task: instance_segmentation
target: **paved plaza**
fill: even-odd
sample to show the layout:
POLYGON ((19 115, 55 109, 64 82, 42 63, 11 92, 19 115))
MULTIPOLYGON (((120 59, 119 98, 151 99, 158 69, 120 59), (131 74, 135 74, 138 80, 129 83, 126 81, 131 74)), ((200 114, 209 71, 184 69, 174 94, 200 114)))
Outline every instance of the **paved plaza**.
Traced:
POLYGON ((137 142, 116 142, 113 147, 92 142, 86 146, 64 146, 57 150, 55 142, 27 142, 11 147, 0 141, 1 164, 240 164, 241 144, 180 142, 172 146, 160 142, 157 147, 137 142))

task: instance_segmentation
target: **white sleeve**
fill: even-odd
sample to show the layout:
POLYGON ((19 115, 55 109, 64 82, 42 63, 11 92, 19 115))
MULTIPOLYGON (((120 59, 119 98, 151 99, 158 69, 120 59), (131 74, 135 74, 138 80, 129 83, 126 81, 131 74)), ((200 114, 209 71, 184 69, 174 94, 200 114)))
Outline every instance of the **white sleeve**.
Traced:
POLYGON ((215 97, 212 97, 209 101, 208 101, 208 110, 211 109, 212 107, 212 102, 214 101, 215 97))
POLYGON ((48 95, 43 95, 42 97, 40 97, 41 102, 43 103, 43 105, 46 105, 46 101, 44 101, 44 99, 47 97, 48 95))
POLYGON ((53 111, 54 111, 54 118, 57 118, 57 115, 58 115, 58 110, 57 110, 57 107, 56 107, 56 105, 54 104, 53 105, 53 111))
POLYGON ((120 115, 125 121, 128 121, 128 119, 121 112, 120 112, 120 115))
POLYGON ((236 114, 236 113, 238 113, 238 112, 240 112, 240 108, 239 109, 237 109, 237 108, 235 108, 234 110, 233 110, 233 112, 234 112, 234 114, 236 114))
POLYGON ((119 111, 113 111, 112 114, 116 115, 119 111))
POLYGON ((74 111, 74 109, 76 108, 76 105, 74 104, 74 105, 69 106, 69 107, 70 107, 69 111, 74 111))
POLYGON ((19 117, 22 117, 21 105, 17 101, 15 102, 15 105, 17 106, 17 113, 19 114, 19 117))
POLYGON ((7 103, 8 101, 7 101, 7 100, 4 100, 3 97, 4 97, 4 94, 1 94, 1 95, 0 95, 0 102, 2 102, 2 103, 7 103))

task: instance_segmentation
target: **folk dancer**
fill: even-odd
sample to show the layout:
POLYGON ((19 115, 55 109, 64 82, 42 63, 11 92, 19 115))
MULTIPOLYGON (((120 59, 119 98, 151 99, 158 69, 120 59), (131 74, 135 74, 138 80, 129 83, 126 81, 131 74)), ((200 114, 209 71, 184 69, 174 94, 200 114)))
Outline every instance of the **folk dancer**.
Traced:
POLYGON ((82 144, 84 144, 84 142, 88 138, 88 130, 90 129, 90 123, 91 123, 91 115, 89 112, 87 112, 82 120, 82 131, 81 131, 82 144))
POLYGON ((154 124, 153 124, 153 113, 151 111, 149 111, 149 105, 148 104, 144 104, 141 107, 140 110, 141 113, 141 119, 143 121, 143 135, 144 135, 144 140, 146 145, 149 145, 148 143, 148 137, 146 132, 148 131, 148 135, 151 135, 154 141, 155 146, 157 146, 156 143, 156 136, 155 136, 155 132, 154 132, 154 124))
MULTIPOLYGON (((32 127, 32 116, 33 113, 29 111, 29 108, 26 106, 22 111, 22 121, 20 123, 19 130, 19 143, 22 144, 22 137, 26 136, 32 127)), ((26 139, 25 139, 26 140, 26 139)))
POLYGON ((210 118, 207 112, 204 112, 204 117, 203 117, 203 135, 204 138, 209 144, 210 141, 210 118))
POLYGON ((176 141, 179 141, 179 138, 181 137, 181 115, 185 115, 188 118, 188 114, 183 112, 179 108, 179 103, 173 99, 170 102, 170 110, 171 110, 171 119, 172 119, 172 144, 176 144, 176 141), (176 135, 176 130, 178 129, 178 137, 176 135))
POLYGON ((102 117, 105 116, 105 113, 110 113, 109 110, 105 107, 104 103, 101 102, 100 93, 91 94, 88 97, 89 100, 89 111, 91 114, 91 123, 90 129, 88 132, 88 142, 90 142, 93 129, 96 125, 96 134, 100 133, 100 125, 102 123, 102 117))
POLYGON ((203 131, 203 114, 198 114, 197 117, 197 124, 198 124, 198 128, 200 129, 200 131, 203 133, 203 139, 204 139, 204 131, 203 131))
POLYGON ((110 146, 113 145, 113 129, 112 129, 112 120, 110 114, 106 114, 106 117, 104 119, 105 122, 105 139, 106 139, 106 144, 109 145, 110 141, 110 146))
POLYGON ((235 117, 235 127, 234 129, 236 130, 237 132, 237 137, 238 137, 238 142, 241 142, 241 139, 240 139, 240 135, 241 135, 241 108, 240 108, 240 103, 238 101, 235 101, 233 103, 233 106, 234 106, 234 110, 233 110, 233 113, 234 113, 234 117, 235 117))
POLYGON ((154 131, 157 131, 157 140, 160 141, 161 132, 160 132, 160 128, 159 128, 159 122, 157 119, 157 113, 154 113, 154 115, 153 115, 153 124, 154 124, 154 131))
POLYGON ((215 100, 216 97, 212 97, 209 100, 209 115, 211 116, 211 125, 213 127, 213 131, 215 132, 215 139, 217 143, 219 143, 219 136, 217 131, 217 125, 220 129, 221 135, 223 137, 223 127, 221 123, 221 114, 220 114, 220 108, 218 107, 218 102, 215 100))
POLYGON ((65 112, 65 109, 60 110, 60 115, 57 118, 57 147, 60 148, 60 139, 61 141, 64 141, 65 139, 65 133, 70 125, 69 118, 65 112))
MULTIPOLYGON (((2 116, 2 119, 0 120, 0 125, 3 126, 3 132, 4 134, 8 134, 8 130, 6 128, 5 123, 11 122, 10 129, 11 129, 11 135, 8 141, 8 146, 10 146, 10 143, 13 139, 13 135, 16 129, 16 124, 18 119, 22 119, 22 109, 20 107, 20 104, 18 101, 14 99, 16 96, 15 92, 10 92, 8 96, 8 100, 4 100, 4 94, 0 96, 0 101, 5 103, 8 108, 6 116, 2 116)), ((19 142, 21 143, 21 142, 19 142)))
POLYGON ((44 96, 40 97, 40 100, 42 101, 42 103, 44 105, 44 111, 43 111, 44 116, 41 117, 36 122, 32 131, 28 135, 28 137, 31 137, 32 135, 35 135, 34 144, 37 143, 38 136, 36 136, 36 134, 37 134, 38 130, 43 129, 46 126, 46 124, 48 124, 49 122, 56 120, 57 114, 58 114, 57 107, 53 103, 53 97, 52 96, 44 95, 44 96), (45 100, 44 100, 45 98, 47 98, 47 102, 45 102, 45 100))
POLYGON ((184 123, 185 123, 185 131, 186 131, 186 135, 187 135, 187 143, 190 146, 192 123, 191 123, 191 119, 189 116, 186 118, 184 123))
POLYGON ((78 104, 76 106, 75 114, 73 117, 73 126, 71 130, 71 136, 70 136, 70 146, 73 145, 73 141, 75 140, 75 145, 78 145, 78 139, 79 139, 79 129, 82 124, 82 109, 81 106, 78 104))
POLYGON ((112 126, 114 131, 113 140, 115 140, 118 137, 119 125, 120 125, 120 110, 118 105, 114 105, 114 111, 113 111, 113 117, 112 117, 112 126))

##########

--- WHAT IS REQUIRED ---
Please copy out the lines of the records above without any change, starting at the first line of the records and ending at the line that contains "POLYGON ((137 142, 116".

--- ANSWER TO THE TASK ---
task: instance_segmentation
target: **paved plaza**
fill: even-odd
sample to show the layout:
POLYGON ((19 115, 55 109, 64 82, 42 63, 11 92, 19 115))
MULTIPOLYGON (((120 59, 119 98, 151 99, 158 69, 120 59), (131 74, 135 74, 138 80, 129 83, 126 81, 131 74)), ((200 114, 209 71, 184 69, 174 94, 200 114)))
Outline every instance of the **paved plaza**.
Traced:
POLYGON ((137 142, 116 142, 113 147, 92 142, 86 146, 64 146, 57 150, 55 142, 27 142, 11 147, 0 141, 1 164, 240 164, 241 144, 180 142, 172 146, 160 142, 157 147, 137 142))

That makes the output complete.